-- START OF DATA TO USE --

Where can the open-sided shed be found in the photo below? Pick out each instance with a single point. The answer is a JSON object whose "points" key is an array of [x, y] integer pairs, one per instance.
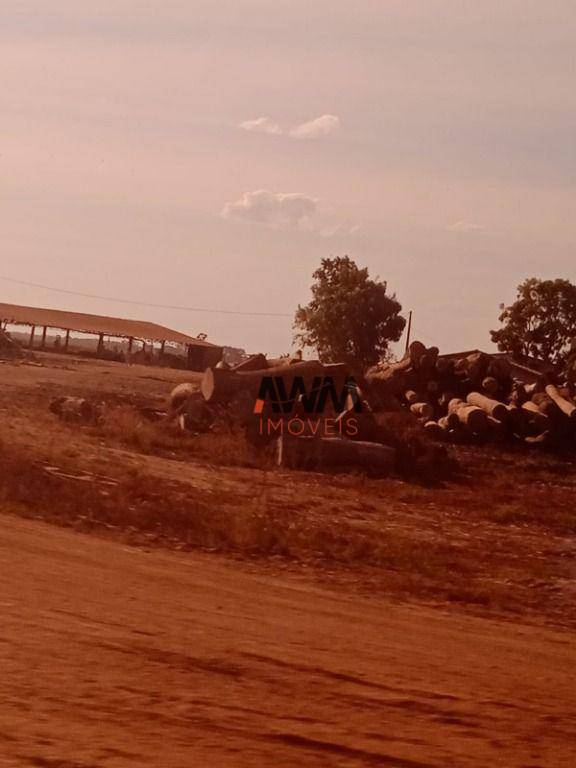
{"points": [[201, 353]]}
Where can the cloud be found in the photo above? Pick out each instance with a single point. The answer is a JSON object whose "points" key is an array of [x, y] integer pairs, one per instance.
{"points": [[273, 209], [314, 129], [465, 226], [261, 125]]}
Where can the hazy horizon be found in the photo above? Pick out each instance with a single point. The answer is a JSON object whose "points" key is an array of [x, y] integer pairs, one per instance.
{"points": [[210, 155]]}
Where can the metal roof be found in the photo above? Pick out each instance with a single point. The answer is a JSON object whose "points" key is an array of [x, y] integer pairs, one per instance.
{"points": [[84, 323]]}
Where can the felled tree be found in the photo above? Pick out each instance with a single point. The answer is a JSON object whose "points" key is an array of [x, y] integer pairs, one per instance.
{"points": [[541, 322], [351, 318]]}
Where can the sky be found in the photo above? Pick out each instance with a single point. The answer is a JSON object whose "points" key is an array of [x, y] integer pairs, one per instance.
{"points": [[206, 154]]}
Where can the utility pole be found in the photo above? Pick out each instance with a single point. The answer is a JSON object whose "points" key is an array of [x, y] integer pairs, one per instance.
{"points": [[408, 331]]}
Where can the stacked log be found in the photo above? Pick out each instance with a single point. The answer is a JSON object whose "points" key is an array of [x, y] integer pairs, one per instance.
{"points": [[474, 398]]}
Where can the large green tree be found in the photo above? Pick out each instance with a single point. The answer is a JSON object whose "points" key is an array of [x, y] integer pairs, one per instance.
{"points": [[541, 322], [351, 318]]}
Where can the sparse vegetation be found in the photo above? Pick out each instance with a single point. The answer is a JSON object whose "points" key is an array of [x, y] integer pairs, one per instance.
{"points": [[477, 540]]}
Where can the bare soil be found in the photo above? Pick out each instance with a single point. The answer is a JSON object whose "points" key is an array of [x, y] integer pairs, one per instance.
{"points": [[306, 620]]}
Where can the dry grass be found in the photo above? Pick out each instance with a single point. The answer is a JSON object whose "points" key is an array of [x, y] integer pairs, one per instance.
{"points": [[498, 534]]}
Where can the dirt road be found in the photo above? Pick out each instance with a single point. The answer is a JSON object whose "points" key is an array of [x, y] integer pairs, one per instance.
{"points": [[114, 656]]}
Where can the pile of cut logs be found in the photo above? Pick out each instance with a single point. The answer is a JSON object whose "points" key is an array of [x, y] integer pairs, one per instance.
{"points": [[474, 398]]}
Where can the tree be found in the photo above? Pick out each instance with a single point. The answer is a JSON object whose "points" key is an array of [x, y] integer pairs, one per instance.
{"points": [[351, 318], [541, 322]]}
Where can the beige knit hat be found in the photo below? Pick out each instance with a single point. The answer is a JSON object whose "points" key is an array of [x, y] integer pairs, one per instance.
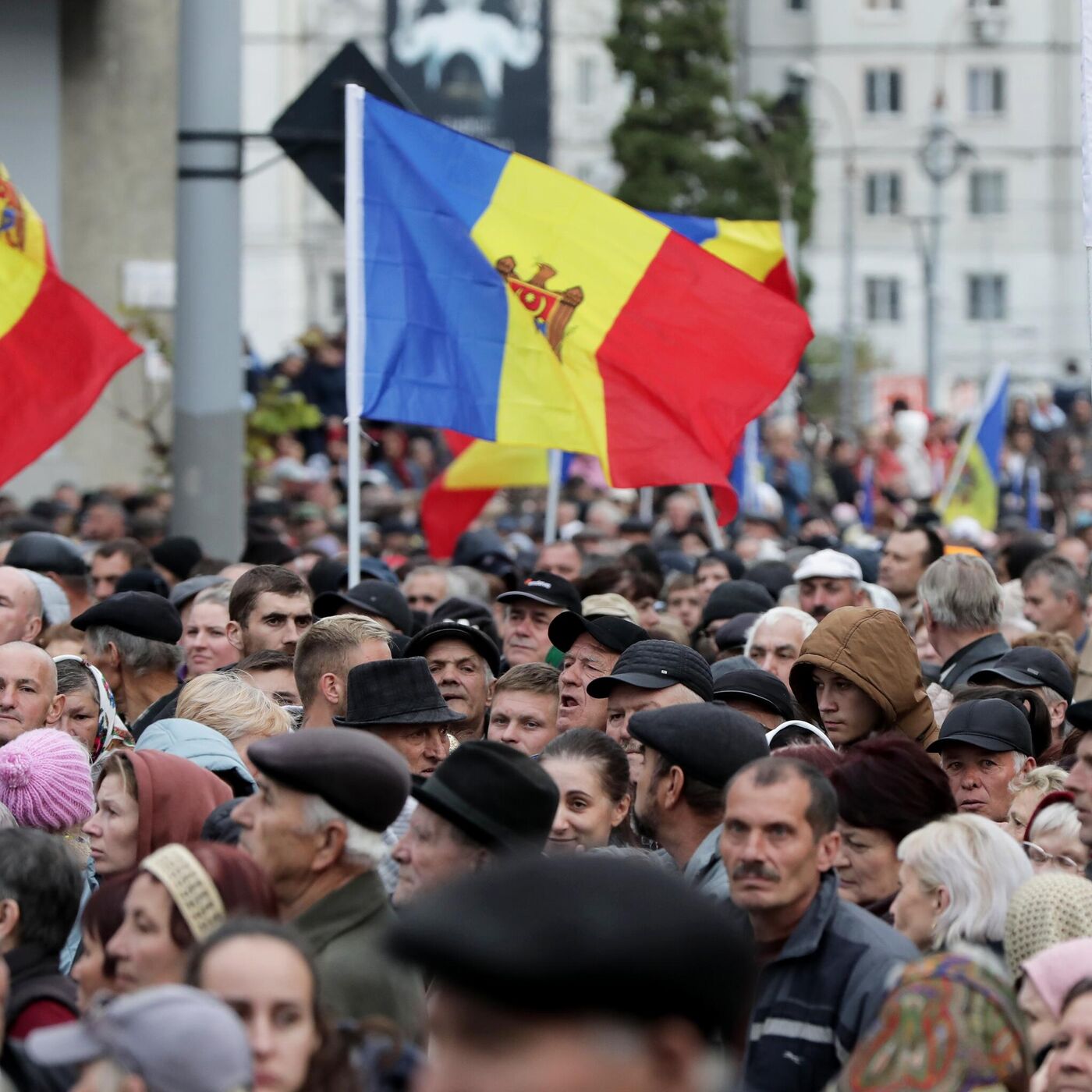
{"points": [[1048, 909]]}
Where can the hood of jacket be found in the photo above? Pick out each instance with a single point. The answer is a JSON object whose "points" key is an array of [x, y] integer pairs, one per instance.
{"points": [[873, 650], [175, 797], [199, 744]]}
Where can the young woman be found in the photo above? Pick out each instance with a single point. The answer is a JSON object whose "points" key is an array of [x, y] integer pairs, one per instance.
{"points": [[182, 895], [145, 800], [592, 775]]}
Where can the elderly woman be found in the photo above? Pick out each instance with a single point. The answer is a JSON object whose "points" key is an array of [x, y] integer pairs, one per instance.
{"points": [[957, 877], [887, 789]]}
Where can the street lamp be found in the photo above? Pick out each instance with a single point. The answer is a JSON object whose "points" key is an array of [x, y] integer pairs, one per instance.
{"points": [[806, 73]]}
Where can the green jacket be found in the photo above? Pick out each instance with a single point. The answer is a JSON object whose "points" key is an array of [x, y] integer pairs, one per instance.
{"points": [[346, 930]]}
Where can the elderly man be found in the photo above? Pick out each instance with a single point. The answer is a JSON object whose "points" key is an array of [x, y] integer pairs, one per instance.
{"points": [[906, 555], [327, 652], [650, 675], [270, 608], [464, 664], [690, 755], [592, 647], [488, 802], [29, 697], [827, 961], [316, 828], [131, 638], [984, 746], [527, 613], [775, 641], [828, 580], [580, 974], [961, 608]]}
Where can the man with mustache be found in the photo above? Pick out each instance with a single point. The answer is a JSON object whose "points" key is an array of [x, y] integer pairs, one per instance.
{"points": [[824, 963], [828, 580], [690, 753]]}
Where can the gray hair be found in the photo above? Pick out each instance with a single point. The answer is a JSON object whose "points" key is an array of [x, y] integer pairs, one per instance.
{"points": [[977, 864], [805, 620], [963, 593], [139, 654], [363, 848]]}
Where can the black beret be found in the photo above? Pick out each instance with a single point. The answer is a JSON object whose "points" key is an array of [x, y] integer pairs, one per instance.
{"points": [[374, 597], [615, 633], [654, 665], [495, 794], [139, 614], [734, 597], [758, 686], [709, 743], [355, 772], [584, 934]]}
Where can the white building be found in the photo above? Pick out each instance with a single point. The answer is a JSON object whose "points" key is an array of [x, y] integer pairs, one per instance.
{"points": [[1012, 282]]}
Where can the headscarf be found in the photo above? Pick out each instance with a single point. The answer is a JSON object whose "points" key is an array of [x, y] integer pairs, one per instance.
{"points": [[950, 1024], [112, 732], [1046, 909], [1055, 971]]}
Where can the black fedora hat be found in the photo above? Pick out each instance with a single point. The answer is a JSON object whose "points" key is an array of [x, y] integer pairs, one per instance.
{"points": [[395, 691], [495, 794]]}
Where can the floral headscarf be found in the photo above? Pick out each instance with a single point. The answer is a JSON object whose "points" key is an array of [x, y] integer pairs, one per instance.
{"points": [[112, 732]]}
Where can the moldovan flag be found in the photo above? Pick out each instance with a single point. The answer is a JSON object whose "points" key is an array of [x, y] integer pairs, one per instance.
{"points": [[478, 467], [975, 491], [505, 300], [57, 349]]}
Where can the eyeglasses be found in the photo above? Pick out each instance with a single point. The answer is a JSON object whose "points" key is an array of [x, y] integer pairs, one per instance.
{"points": [[1040, 856]]}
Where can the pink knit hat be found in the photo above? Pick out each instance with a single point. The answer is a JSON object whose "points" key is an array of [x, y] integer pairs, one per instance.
{"points": [[45, 780]]}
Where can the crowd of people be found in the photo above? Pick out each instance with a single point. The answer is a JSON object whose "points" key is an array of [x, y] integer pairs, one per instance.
{"points": [[627, 810]]}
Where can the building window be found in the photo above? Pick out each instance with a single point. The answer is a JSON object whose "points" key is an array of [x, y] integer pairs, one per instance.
{"points": [[986, 297], [985, 90], [884, 193], [586, 81], [882, 90], [987, 193], [882, 300]]}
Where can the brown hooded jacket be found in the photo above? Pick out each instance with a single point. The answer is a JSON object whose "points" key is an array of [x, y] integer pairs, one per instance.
{"points": [[873, 650]]}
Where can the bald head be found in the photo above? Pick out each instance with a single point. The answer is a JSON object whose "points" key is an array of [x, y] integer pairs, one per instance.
{"points": [[20, 606], [27, 690]]}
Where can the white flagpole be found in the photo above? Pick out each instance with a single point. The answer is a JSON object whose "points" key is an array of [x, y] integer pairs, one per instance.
{"points": [[1087, 139], [355, 314]]}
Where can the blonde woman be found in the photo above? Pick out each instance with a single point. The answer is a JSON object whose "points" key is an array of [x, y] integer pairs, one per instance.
{"points": [[238, 711]]}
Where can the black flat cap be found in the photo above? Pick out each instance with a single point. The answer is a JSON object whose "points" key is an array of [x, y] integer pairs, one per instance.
{"points": [[44, 551], [709, 743], [456, 631], [139, 614], [395, 691], [1029, 666], [546, 587], [584, 935], [615, 633], [178, 555], [369, 597], [761, 687], [494, 794], [991, 724], [355, 772], [735, 597], [655, 665], [733, 633]]}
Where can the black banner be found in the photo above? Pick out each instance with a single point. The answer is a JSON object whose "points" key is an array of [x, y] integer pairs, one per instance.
{"points": [[478, 66]]}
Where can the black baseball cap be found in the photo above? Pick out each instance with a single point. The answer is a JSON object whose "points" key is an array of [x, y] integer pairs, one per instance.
{"points": [[546, 587], [991, 724], [655, 665], [1029, 666], [612, 633], [761, 687]]}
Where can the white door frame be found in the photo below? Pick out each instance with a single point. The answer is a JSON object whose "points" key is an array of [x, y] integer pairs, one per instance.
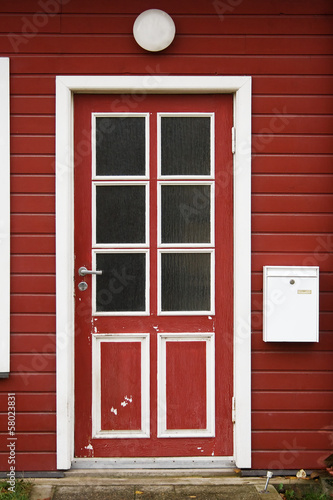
{"points": [[131, 89]]}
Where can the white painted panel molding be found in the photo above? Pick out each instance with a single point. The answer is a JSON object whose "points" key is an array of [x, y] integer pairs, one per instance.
{"points": [[4, 219], [125, 86], [97, 340], [162, 430]]}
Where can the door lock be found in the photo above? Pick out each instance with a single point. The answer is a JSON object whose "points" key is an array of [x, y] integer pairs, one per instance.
{"points": [[82, 286]]}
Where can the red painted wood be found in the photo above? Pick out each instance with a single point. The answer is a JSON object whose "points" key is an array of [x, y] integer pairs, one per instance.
{"points": [[32, 184], [288, 458], [301, 440], [222, 444], [32, 144], [292, 183], [30, 461], [32, 323], [235, 25], [33, 165], [30, 85], [36, 343], [40, 125], [256, 65], [33, 303], [291, 223], [32, 284], [121, 386], [39, 203], [281, 203], [102, 6], [285, 85], [292, 381], [34, 105], [29, 382], [292, 419], [33, 244], [31, 223], [34, 362], [186, 401], [268, 142], [39, 442], [325, 344], [191, 44], [292, 361], [299, 104], [297, 164], [306, 400], [293, 124], [31, 264]]}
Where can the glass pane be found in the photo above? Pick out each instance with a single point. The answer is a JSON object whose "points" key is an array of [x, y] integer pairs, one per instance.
{"points": [[120, 146], [122, 286], [185, 146], [185, 213], [120, 214], [186, 281]]}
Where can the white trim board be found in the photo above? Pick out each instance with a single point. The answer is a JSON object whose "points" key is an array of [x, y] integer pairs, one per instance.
{"points": [[240, 87], [4, 218], [155, 463]]}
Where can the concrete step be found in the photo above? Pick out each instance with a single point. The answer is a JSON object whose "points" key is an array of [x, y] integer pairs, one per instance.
{"points": [[118, 485]]}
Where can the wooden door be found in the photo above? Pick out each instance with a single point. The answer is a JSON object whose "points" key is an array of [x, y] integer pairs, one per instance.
{"points": [[154, 331]]}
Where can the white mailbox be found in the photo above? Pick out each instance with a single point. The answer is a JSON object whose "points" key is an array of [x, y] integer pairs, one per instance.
{"points": [[291, 304]]}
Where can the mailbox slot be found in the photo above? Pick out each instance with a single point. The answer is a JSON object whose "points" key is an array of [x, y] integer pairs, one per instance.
{"points": [[291, 304]]}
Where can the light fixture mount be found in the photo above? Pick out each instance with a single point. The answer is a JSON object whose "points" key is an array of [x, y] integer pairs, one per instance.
{"points": [[154, 30]]}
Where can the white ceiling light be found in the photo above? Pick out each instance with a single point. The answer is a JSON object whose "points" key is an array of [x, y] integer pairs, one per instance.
{"points": [[154, 30]]}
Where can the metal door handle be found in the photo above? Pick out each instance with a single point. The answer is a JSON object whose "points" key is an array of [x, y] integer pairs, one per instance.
{"points": [[83, 271]]}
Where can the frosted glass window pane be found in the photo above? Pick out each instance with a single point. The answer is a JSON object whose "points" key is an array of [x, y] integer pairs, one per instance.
{"points": [[122, 286], [186, 213], [186, 281], [120, 146], [185, 146], [120, 214]]}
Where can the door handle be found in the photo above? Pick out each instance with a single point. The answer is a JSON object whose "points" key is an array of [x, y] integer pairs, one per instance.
{"points": [[83, 271]]}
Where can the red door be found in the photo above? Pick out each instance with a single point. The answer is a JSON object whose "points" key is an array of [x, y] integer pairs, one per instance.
{"points": [[153, 222]]}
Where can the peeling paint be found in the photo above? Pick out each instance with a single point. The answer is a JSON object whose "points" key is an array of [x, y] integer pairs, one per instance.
{"points": [[126, 401]]}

-- END OF DATA TO USE --

GOAL OF THE EXERCISE: Reproduce exactly the lines from the one containing "Where can the door handle" through the last line of the records above, including both, and nothing else.

SOLUTION TO THIS PROBLEM:
Where can the door handle be found in the photo above? Pick out each instance with a single point. The answer is a JSON object whose "points" key is an array of [x, y] integer pairs, one per instance.
{"points": [[83, 271]]}
Where can the red door be found in the photo above? Pick out each instance with a single point. The answer is a JSON object whose "points" key is an array of [x, y] integer pairs, one per instance.
{"points": [[153, 222]]}
Where can the peeling paint be found in the photo above? Pick out each instance with a single point. The answer is a JSON object whose "points" key is an array of [x, y] integer pairs, one per instance.
{"points": [[126, 401]]}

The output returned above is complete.